== Exercise data ==

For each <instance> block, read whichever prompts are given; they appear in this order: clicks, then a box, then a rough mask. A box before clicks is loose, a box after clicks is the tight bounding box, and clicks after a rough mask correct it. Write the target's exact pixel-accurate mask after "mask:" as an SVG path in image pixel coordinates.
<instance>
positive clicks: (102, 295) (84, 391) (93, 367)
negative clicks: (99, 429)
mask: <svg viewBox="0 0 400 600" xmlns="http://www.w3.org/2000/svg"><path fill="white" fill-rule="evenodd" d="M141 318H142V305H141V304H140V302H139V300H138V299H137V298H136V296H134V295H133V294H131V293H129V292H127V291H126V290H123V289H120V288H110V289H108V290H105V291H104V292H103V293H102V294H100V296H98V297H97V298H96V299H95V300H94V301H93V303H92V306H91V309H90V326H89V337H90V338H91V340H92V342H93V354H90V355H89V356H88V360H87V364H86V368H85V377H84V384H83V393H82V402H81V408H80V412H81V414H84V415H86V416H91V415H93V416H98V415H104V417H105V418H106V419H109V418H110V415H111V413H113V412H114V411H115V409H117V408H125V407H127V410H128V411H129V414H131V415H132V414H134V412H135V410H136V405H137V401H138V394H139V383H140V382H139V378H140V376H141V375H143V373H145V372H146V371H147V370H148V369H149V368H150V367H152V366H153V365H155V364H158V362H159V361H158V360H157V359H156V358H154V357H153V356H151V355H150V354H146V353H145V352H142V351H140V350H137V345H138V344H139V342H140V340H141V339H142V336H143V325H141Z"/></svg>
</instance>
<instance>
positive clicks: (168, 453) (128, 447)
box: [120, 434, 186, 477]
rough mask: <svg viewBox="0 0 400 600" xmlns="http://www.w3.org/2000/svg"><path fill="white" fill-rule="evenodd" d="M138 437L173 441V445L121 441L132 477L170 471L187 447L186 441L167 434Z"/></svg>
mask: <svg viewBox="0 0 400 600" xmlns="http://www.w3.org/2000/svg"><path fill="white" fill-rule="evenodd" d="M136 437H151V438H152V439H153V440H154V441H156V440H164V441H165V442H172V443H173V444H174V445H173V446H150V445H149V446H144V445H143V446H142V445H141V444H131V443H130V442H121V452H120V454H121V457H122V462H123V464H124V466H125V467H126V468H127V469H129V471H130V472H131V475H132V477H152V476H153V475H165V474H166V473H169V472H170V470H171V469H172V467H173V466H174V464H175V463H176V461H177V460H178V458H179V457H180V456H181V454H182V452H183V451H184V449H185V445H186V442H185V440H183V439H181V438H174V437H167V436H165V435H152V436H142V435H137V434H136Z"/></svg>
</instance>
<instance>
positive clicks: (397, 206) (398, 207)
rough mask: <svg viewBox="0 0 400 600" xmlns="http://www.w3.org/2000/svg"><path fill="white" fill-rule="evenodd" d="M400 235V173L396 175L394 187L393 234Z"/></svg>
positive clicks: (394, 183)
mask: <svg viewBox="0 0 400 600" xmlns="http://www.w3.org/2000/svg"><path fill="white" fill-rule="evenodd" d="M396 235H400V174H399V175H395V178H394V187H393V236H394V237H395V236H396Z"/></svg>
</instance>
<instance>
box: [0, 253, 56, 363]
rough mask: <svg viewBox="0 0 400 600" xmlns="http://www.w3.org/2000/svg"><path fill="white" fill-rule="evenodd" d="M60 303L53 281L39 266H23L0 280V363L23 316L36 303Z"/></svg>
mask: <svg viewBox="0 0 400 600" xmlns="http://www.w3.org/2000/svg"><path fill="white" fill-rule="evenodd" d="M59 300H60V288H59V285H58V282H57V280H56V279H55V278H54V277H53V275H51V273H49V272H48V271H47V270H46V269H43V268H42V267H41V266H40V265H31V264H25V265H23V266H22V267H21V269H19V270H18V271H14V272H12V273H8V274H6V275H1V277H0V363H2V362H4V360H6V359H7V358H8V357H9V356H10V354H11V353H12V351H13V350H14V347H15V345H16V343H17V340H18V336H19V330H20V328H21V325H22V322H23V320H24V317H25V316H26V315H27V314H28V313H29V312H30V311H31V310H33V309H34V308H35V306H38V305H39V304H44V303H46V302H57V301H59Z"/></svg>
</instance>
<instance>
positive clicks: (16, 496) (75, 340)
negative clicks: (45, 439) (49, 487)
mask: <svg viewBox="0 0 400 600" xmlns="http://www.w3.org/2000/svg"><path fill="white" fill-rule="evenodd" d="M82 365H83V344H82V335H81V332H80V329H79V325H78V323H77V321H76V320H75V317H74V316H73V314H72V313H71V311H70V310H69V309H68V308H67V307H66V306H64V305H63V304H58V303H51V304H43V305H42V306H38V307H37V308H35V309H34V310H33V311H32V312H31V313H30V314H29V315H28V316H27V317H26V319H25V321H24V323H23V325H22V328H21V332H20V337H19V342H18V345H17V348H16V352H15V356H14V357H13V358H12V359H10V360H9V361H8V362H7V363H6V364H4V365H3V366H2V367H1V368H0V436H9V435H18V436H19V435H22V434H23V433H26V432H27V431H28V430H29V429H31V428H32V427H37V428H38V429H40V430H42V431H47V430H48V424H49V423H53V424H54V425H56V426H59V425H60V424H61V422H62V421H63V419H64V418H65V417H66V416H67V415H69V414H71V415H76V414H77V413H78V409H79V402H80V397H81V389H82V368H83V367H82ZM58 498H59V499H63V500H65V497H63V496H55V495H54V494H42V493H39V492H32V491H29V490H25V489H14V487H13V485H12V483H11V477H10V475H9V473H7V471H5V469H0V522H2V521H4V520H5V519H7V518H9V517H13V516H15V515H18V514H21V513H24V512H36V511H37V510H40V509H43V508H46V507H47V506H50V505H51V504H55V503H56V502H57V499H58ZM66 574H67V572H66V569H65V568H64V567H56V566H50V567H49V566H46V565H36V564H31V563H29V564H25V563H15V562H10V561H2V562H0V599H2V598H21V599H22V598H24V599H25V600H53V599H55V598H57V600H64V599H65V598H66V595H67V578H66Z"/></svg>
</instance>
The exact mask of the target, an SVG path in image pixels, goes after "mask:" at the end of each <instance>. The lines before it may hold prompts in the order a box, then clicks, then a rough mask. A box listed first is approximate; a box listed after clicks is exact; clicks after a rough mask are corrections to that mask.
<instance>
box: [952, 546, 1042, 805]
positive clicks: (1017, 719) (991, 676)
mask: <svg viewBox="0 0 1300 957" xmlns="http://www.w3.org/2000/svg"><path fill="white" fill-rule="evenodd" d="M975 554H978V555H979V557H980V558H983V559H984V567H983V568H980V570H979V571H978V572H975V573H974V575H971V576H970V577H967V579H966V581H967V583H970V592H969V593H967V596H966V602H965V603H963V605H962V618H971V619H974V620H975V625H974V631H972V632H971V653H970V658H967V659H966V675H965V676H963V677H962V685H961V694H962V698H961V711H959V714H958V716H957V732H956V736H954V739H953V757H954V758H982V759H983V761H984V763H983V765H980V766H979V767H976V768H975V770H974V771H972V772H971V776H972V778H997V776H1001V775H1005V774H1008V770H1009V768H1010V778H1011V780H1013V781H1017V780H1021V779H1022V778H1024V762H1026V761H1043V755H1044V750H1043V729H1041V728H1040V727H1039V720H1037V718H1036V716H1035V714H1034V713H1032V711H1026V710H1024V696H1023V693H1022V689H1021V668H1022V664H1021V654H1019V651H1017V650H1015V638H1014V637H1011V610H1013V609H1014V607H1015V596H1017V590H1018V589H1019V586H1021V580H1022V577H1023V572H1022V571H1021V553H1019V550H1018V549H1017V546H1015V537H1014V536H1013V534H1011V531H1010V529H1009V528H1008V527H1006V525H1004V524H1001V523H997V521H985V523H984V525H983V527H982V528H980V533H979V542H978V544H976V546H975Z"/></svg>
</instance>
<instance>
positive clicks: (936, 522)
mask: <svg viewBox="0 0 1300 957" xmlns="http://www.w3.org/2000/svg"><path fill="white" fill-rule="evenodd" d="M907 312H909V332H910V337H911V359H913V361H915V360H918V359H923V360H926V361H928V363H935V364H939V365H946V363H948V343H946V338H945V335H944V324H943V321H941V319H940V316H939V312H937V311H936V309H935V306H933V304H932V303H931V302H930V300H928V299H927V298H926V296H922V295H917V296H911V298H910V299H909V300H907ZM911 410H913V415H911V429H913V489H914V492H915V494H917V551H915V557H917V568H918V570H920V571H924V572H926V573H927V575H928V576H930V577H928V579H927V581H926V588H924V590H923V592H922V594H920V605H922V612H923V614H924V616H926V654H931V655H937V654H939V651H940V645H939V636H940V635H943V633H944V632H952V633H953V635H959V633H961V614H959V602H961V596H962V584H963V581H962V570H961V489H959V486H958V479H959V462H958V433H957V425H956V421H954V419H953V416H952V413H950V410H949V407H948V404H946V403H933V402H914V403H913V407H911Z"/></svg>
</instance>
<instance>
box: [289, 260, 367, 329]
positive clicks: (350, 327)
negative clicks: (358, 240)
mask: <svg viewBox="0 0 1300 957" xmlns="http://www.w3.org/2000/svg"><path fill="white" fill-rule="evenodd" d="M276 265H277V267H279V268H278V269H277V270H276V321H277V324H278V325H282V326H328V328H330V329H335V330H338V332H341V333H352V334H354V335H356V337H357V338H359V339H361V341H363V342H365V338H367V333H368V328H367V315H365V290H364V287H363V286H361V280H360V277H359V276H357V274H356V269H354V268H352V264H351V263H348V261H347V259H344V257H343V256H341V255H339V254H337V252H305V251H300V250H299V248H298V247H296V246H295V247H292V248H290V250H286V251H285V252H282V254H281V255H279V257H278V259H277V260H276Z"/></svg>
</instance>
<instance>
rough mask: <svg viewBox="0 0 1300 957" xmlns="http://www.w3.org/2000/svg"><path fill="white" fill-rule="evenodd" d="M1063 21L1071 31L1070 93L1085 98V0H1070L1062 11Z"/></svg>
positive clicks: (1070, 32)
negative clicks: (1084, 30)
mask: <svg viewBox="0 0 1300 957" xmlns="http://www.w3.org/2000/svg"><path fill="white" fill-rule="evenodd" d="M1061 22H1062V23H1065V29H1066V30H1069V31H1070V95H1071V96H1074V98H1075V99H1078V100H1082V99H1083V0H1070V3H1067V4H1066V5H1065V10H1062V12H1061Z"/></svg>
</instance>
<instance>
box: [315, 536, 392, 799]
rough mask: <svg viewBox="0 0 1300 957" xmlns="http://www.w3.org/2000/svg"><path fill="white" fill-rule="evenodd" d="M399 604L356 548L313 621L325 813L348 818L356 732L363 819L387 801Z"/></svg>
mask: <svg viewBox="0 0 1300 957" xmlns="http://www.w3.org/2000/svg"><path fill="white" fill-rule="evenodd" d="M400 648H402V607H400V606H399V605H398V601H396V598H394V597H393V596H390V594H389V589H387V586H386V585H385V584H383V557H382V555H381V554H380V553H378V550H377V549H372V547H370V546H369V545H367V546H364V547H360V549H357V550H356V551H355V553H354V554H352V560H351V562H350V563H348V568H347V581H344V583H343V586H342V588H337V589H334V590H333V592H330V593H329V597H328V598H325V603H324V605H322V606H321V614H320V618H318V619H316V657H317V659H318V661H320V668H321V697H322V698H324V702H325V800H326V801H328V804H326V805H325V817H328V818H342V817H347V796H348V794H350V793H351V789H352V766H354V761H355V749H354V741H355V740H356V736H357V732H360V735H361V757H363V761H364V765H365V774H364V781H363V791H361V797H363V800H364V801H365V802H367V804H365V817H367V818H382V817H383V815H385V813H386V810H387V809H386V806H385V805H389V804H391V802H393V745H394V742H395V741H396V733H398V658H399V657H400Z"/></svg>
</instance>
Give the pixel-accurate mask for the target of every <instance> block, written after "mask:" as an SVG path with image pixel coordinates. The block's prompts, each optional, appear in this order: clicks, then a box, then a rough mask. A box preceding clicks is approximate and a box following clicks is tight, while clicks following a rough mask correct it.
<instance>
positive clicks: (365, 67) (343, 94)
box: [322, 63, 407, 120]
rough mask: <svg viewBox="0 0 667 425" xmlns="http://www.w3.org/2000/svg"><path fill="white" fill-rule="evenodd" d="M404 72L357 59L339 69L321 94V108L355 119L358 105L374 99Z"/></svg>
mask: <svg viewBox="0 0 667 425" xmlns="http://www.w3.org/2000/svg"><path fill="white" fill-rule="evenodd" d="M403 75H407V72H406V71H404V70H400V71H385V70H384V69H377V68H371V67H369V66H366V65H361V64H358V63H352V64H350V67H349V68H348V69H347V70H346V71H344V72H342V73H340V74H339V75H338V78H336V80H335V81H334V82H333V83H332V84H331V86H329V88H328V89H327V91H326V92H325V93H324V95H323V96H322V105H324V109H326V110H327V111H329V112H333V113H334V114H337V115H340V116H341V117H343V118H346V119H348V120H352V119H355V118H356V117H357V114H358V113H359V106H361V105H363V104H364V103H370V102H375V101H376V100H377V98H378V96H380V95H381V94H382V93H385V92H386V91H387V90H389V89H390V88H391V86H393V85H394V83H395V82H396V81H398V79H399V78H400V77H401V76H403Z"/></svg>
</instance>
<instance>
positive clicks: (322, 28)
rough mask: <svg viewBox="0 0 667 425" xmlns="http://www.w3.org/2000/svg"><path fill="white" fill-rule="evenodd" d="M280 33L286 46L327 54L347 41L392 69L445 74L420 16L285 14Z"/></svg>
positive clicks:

===

◆ Exercise:
Write out the listing exactly from its first line to the line containing "box: [120, 434, 186, 477]". Both of those lines belong in the answer.

◆ Result below:
For each <instance> block, read whichever prompts are given; they appear in this order: clicks, then a box, then a rough mask. A box before clicks is loose, a box after clicks is the tight bounding box, and clicks after a rough mask correct it. Write the target's exact pixel-accurate mask after "mask:" as an SVG path in image pixel coordinates.
<instance>
positive clicks: (102, 295) (84, 391) (93, 367)
negative clicks: (99, 429)
mask: <svg viewBox="0 0 400 600" xmlns="http://www.w3.org/2000/svg"><path fill="white" fill-rule="evenodd" d="M141 318H142V305H141V304H140V302H139V300H138V299H137V298H136V296H134V295H133V294H131V293H129V292H127V291H126V290H123V289H120V288H110V289H108V290H105V291H104V292H103V293H102V294H100V296H98V297H97V298H96V299H95V300H94V301H93V303H92V306H91V309H90V326H89V337H90V338H91V340H92V342H93V354H90V355H89V356H88V360H87V364H86V368H85V377H84V384H83V393H82V402H81V408H80V412H81V414H84V415H86V416H91V415H93V416H98V415H104V417H105V418H106V419H109V418H110V415H111V413H113V412H114V411H115V409H117V408H125V407H127V410H128V411H129V414H131V415H132V414H134V412H135V410H136V405H137V401H138V394H139V383H140V382H139V378H140V376H141V375H143V373H145V372H146V371H147V370H148V369H149V368H150V367H152V366H153V365H155V364H158V362H159V361H158V360H157V359H156V358H154V357H153V356H151V355H150V354H146V353H145V352H142V351H140V350H137V345H138V344H139V342H140V340H141V339H142V336H143V325H141Z"/></svg>
</instance>
<instance>
positive clicks: (168, 453) (128, 447)
box: [120, 434, 186, 477]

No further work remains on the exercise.